▸ Task prompt
Working from the line that contains "Expected: one point per instance of the black back, reported" down to the last line below, repeat each line exactly.

▸ Record list
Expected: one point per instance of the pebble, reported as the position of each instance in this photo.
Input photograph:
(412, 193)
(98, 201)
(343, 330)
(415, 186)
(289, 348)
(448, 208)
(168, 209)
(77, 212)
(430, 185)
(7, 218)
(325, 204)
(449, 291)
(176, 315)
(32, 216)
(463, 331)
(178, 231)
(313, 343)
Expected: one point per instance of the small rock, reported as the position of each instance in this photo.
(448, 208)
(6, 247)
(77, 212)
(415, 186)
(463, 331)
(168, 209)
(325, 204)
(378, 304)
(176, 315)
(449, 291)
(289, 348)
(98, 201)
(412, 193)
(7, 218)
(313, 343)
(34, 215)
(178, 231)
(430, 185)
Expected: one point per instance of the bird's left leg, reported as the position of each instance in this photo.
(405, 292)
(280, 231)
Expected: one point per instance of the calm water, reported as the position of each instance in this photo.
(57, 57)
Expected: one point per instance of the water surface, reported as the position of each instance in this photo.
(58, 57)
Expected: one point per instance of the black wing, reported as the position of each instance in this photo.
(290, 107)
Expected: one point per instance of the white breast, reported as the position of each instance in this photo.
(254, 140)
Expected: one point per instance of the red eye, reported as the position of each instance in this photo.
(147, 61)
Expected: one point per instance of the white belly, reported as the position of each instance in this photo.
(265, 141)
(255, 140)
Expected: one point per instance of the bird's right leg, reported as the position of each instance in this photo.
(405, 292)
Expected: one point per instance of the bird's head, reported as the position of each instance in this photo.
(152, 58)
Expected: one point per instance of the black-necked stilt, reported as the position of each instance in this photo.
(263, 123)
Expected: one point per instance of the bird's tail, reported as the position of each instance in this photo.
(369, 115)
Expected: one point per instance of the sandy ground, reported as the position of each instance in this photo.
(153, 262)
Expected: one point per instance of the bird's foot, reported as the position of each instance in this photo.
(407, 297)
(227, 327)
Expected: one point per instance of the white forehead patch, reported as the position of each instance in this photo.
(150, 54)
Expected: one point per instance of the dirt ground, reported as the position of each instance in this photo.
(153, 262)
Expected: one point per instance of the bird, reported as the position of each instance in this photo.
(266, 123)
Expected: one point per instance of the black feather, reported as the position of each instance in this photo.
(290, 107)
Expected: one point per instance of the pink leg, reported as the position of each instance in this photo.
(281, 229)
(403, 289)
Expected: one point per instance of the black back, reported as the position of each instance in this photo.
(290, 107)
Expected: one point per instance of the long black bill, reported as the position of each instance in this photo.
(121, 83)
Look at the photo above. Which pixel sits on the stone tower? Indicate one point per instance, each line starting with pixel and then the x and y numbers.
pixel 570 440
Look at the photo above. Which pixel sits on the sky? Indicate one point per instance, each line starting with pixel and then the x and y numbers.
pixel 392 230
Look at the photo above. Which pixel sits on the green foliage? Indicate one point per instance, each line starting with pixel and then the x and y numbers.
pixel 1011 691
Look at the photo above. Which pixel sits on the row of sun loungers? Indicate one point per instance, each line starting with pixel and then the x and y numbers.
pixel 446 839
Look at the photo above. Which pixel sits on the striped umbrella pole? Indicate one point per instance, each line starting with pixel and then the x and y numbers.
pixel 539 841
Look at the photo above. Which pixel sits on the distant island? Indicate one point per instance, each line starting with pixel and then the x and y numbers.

▸ Task answer
Expected: one point per instance of the black back, reported as the position of each instance in this photo.
(290, 107)
Expected: one point per instance of the long black bill, reported as the position of each instance in this photo.
(121, 83)
Look at the photo above. Which pixel sits on the stone tower? Indicate one point per instance, each line starting with pixel and then the x and y numbers.
pixel 570 440
Look at the photo above. Which pixel sits on the sky? Indicate one point per instance, each line starting with pixel and then the x and y numbers.
pixel 392 230
Look at the photo above. Which pixel sits on the green foliage? Indicate one point per instance, each line starting with pixel and then the x and y numbers.
pixel 1011 691
Look at the photo above. Which pixel sits on the row of sun loungers? Indicate one point per instance, each line starting with pixel and then the x and y numbers.
pixel 446 839
Look at the photo above. Which pixel sits on the striped umbrella pole? Indicate one point per instance, each line starting with pixel and then the x and y numbers.
pixel 539 841
Look at the photo above. Which pixel sits on the distant island? Indicate one point per instance, each line starting with pixel and then the x and y numbers.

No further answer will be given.